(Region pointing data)
-=-=-

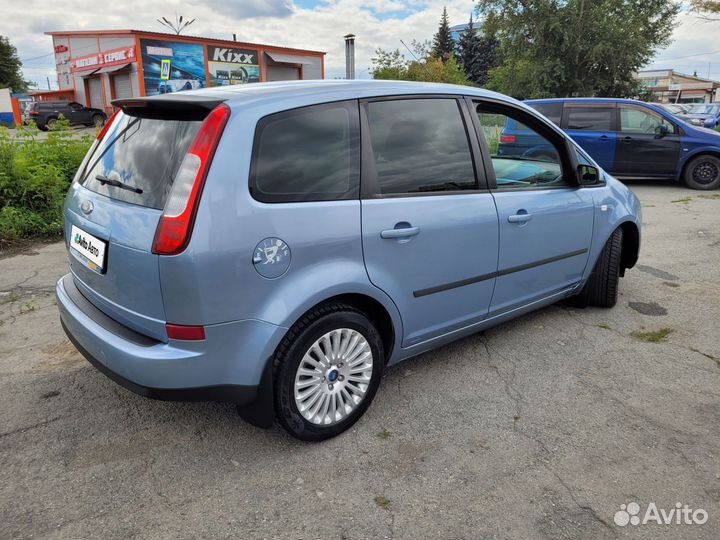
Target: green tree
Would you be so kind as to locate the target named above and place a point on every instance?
(391, 65)
(443, 43)
(560, 48)
(477, 54)
(10, 67)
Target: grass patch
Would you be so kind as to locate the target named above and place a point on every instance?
(384, 434)
(654, 336)
(34, 178)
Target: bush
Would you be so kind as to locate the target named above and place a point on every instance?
(34, 178)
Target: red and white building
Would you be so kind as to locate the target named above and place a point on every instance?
(95, 67)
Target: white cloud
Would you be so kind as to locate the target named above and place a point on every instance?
(376, 23)
(695, 47)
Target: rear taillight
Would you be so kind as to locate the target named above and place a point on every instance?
(176, 223)
(184, 332)
(107, 125)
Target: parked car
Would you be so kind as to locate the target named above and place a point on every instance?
(629, 139)
(46, 113)
(703, 114)
(674, 108)
(227, 243)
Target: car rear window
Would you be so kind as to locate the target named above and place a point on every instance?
(590, 118)
(141, 153)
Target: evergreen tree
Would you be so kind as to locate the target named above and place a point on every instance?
(10, 72)
(477, 55)
(487, 59)
(443, 44)
(560, 48)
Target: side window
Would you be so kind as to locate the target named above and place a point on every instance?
(638, 121)
(420, 146)
(589, 118)
(308, 154)
(552, 111)
(521, 157)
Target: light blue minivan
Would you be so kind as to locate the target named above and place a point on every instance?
(277, 245)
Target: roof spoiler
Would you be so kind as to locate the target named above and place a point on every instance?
(169, 107)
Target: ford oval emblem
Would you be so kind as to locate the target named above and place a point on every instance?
(86, 207)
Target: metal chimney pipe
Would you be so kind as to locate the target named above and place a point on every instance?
(350, 56)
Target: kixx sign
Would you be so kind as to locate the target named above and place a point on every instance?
(232, 56)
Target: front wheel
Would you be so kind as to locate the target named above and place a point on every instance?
(601, 289)
(703, 172)
(326, 372)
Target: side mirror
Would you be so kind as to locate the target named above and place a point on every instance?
(588, 175)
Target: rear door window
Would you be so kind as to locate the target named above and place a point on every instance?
(420, 146)
(307, 154)
(552, 111)
(589, 118)
(144, 155)
(634, 120)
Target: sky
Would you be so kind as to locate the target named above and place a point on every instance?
(310, 24)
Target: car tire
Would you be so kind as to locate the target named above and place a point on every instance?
(703, 172)
(601, 289)
(327, 396)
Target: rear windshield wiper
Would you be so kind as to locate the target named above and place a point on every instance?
(104, 180)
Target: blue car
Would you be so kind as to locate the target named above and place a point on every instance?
(629, 139)
(276, 245)
(703, 114)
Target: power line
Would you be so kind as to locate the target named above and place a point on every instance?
(688, 56)
(36, 57)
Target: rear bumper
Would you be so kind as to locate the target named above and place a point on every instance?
(227, 366)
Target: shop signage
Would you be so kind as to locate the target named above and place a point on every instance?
(107, 58)
(232, 56)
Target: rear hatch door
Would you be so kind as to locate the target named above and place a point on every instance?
(114, 205)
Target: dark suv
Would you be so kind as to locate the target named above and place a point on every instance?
(46, 113)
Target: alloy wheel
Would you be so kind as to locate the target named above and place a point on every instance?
(333, 377)
(705, 172)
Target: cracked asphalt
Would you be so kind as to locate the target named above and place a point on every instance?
(539, 428)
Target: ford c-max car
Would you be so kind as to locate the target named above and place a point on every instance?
(277, 245)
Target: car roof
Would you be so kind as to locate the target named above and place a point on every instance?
(289, 94)
(588, 100)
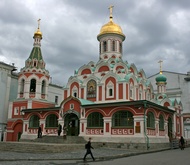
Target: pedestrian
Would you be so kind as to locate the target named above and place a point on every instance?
(88, 150)
(182, 143)
(64, 132)
(40, 132)
(59, 129)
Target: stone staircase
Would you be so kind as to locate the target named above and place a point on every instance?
(60, 140)
(46, 144)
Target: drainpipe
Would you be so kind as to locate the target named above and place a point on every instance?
(145, 127)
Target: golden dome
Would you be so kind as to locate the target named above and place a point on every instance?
(38, 32)
(111, 27)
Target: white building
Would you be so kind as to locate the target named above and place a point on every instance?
(178, 88)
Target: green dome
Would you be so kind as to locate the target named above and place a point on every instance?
(161, 78)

-=-=-

Above are the records. Copy the lines beginning at the one that has "Target: red and white building" and ending with the one that has "Target: ford oval emblem", unchanged.

Target: red and white building
Would you be so kind as to locate the target named above and place a point on every instance?
(95, 67)
Target: white cloud
Would you be so kind as to locate the target named above and place a point on every instance?
(376, 23)
(695, 47)
Target: rear taillight
Would you be so kind as to locate the target named above and place a point on every instance?
(176, 223)
(184, 332)
(107, 125)
Target: parked car
Would you be so kind as to locate the target named above and place a point on every instance?
(629, 139)
(46, 113)
(703, 114)
(674, 108)
(227, 243)
Target: car rear window
Would you be so kind as to locate the target named above and place a point on every instance?
(590, 118)
(141, 153)
Target: evergreen tree
Would you be so kind as to locate the target named above and place a point on every instance?
(10, 72)
(477, 55)
(487, 59)
(443, 44)
(560, 48)
Target: side window
Would you be so kind as to locate the target named above and place a point on every instance?
(638, 121)
(420, 146)
(589, 118)
(308, 154)
(552, 111)
(521, 157)
Target: light blue minivan
Would you be so kind as to locate the target named above and place a point on every instance?
(277, 245)
Target: roof spoiler
Would you be so kind as to locate the target named above and place a point on every instance?
(169, 107)
Target: ford oval emblem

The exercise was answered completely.